• [Given instruction]:
Rewrite all of the items below, replacing "Outline every instance" with "Mark each instance" and leaving everything else unchanged.

* * *

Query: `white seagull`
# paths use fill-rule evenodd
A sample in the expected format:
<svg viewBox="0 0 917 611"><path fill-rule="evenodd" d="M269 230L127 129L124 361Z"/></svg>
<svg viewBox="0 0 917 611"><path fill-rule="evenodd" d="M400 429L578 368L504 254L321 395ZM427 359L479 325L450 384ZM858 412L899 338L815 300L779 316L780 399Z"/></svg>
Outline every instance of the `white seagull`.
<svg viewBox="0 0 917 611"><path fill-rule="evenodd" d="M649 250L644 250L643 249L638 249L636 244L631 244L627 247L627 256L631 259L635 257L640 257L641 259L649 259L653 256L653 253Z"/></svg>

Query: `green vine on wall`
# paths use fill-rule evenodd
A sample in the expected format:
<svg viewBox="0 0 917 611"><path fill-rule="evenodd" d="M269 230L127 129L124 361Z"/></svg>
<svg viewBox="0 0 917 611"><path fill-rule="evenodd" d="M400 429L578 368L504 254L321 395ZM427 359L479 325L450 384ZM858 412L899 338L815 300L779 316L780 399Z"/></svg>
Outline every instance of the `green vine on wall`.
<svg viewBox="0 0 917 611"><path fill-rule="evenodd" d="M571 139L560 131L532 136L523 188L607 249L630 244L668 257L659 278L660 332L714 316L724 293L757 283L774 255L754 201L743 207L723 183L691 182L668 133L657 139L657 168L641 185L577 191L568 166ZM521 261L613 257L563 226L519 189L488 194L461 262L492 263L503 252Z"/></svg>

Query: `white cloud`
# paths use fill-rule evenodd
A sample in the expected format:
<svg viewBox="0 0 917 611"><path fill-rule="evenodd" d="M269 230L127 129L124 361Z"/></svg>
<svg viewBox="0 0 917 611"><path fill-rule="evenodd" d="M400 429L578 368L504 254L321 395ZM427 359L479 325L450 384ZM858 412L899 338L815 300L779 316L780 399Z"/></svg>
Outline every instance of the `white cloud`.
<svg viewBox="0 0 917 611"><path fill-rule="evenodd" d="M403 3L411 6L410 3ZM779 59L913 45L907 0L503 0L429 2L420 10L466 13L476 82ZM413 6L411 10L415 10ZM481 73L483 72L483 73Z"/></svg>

* * *

• [Solution to this problem]:
Query: `white seagull`
# paths use fill-rule evenodd
A sample in the expected format:
<svg viewBox="0 0 917 611"><path fill-rule="evenodd" d="M269 230L127 129L124 361Z"/></svg>
<svg viewBox="0 0 917 611"><path fill-rule="evenodd" d="M400 429L578 368L504 254L321 395ZM427 359L479 325L450 384ZM858 412L899 338L815 300L779 316L780 399Z"/></svg>
Mark each instance of the `white seagull`.
<svg viewBox="0 0 917 611"><path fill-rule="evenodd" d="M649 250L644 250L643 249L638 249L636 244L631 244L627 247L627 256L631 259L635 257L640 257L641 259L649 259L653 256L653 253Z"/></svg>

Query: `green vine on wall`
# paths use fill-rule evenodd
A sample in the expected format:
<svg viewBox="0 0 917 611"><path fill-rule="evenodd" d="M269 230L127 129L124 361Z"/></svg>
<svg viewBox="0 0 917 611"><path fill-rule="evenodd" d="M400 429L578 368L504 254L321 395ZM427 359L479 325L450 384ZM858 412L899 338L815 300L779 316L780 399Z"/></svg>
Mark each instance of the `green vine on wall`.
<svg viewBox="0 0 917 611"><path fill-rule="evenodd" d="M571 139L560 131L532 136L523 188L607 249L630 244L668 257L659 278L660 332L714 316L724 293L757 283L774 255L754 201L743 207L723 183L691 182L668 133L657 139L657 168L641 185L577 191L568 166ZM521 261L613 257L563 226L519 189L488 194L461 262L492 263L503 252Z"/></svg>

Query: `white cloud`
# paths use fill-rule evenodd
A sample in the expected format:
<svg viewBox="0 0 917 611"><path fill-rule="evenodd" d="M269 230L127 129L124 361Z"/></svg>
<svg viewBox="0 0 917 611"><path fill-rule="evenodd" d="M400 429L578 368L504 254L321 395ZM427 359L479 325L450 384ZM858 412L899 338L815 300L779 316L780 399Z"/></svg>
Mark each instance of the `white cloud`.
<svg viewBox="0 0 917 611"><path fill-rule="evenodd" d="M403 3L411 6L410 3ZM779 59L913 45L907 0L503 0L429 2L420 10L466 13L476 82ZM413 6L411 10L415 10ZM481 73L483 72L483 73Z"/></svg>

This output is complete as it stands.